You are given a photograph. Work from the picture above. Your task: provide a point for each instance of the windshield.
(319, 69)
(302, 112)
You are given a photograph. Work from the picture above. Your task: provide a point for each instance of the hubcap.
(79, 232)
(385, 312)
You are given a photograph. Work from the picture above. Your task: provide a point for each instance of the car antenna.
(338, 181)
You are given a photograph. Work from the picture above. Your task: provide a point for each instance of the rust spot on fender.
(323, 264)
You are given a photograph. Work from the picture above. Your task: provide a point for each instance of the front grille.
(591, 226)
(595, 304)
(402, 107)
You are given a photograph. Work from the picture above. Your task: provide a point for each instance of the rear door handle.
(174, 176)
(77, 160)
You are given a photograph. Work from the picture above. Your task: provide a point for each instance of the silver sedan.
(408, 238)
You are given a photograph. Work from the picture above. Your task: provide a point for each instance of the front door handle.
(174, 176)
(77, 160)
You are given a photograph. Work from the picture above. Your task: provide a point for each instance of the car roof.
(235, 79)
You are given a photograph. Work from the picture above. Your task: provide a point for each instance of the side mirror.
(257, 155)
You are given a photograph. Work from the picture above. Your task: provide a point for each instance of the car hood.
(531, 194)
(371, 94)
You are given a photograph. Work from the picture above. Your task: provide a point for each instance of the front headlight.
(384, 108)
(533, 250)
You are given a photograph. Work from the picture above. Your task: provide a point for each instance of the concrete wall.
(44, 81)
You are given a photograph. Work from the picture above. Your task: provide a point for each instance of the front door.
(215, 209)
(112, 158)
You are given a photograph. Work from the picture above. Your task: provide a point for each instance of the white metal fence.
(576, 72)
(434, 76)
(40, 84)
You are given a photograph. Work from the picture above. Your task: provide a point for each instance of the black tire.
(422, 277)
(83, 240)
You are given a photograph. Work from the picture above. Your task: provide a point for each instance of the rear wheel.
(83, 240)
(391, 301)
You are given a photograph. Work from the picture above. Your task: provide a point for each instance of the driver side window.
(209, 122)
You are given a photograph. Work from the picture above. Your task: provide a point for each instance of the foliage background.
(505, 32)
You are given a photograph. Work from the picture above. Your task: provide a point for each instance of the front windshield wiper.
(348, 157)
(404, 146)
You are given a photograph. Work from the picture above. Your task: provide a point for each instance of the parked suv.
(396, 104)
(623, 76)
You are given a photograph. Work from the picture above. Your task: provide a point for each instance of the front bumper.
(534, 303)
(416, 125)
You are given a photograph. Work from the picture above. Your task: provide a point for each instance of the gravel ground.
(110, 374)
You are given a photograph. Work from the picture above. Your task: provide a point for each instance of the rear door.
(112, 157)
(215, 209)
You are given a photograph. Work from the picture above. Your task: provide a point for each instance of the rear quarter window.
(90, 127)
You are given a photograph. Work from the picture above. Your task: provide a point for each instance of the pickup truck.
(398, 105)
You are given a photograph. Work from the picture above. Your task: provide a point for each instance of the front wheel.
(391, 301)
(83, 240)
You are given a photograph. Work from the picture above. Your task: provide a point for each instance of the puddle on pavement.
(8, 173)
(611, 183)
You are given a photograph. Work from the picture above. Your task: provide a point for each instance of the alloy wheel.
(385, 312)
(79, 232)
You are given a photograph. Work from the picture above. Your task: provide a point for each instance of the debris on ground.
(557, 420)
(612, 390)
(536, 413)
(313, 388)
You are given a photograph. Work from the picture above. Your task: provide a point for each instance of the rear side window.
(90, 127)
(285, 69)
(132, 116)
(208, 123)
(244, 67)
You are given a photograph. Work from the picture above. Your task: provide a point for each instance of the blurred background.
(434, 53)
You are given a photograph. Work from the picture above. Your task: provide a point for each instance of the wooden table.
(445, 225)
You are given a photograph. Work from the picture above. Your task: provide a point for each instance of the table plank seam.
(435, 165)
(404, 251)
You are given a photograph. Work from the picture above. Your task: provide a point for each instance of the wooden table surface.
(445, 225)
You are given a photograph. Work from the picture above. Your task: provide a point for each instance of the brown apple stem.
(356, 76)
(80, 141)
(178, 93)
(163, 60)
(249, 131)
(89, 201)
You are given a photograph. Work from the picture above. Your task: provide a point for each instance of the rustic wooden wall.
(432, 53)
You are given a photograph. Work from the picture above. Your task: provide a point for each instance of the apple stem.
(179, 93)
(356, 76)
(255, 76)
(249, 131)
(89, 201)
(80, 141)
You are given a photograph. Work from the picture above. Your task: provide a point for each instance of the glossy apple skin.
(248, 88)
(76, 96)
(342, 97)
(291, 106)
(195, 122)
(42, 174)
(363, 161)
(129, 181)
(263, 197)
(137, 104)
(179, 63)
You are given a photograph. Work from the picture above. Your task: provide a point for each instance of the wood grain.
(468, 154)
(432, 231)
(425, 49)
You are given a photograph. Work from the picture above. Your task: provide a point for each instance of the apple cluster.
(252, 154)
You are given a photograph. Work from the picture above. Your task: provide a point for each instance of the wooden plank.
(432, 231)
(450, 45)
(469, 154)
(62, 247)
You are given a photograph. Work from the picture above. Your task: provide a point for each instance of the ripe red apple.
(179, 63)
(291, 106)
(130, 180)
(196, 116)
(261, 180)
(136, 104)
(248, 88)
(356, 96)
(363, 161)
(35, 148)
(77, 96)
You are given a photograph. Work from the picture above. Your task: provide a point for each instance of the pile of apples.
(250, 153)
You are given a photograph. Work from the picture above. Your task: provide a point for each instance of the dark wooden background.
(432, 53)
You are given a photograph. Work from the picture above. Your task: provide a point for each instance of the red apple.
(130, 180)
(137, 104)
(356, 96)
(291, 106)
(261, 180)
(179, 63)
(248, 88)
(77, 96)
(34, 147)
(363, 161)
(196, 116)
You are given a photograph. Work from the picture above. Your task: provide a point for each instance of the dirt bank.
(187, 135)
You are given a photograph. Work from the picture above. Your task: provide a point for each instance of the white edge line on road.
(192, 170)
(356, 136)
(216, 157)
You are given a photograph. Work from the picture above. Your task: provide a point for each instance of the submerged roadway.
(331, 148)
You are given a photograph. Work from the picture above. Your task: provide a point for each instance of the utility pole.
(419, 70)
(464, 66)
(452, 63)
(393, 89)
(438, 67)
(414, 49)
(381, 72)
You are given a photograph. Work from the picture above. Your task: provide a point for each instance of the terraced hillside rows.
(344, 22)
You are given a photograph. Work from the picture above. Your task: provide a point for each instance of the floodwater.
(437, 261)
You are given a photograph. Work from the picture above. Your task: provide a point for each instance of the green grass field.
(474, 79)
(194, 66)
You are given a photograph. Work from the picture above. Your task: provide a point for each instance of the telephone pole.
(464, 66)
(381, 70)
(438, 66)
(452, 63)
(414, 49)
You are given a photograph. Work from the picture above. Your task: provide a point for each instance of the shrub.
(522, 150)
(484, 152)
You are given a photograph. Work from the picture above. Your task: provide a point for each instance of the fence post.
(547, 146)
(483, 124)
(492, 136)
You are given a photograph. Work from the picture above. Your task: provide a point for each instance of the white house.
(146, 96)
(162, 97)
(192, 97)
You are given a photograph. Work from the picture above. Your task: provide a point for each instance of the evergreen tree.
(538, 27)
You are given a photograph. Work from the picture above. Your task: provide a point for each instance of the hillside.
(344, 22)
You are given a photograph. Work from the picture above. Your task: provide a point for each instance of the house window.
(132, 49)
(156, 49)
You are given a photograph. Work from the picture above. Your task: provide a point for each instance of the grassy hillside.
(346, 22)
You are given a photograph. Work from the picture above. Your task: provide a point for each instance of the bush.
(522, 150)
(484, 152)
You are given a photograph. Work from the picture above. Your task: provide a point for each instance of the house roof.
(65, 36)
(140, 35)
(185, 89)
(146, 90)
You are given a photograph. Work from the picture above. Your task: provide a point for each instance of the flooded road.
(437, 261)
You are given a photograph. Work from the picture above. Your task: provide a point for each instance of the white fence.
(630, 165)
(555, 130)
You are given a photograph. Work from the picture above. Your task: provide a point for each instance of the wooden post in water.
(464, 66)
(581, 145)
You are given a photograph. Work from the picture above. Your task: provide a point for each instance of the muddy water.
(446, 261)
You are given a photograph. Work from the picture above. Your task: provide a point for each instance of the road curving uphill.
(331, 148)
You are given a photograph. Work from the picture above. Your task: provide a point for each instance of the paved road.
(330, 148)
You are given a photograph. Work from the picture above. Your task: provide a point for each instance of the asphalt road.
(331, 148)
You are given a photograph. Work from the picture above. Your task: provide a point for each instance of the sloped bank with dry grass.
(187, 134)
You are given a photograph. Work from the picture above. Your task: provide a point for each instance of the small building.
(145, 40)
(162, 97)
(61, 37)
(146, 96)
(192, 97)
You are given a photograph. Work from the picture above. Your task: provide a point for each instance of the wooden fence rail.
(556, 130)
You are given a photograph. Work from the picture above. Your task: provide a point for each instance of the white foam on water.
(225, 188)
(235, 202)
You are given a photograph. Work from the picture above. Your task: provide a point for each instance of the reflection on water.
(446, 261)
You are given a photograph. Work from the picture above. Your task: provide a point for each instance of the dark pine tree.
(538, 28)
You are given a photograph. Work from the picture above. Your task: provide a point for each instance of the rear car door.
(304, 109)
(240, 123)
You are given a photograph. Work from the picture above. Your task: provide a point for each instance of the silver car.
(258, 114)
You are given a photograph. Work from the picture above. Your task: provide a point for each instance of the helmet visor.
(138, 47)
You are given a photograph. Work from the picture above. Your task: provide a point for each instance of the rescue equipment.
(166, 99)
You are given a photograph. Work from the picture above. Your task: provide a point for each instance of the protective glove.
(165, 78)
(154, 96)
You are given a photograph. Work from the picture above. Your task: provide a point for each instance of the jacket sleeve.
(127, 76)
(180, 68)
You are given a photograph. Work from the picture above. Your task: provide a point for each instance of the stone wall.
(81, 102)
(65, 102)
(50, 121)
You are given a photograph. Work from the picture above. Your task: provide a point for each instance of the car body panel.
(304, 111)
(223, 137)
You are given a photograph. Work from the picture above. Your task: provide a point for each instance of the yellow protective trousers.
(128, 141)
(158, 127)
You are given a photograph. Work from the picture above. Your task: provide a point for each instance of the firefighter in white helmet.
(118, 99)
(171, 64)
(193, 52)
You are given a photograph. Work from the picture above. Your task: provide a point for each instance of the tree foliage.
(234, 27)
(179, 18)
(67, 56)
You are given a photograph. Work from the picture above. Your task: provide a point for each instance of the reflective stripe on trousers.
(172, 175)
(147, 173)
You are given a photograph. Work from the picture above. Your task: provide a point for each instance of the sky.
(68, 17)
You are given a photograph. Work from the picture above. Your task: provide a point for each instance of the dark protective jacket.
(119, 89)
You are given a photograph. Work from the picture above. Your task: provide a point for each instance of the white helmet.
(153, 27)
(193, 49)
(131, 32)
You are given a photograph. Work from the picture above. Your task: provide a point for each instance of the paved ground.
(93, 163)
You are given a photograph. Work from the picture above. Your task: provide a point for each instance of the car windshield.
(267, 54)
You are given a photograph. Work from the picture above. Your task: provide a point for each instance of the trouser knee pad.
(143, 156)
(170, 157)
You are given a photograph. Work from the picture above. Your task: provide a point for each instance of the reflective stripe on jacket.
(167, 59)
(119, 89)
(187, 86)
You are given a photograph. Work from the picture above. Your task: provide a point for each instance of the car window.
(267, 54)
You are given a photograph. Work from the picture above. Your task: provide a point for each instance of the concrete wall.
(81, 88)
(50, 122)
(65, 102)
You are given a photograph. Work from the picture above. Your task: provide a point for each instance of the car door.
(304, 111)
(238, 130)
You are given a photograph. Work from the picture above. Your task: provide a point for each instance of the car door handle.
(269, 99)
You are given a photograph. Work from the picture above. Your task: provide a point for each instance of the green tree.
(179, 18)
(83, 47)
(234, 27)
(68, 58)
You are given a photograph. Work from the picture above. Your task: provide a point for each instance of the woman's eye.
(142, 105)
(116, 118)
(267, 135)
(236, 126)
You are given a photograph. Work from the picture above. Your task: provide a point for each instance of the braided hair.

_____

▸ **Task instructions**:
Transcribe only the trailing portion of the entries above: the line that contains "the car door." and each line after it.

▸ **Written response**:
You are given a photograph. Work from the picture above. Your task: provide a point for each instance of the car door.
(304, 111)
(238, 130)
You are given a photograph. Work from the picture above. Your task: provide a point for each instance of the car door handle.
(269, 99)
You are given a photograph. Work from the picture above. Your task: provide a point for each instance of the green tree.
(179, 18)
(83, 47)
(234, 27)
(68, 58)
You are given a photograph. Work from the picture above. Your task: provide a point for each instance of the woman's eye.
(142, 105)
(116, 118)
(267, 135)
(236, 126)
You are given a photograph. Work from the picture above. Your task: provide a point for each instance of the braided hair.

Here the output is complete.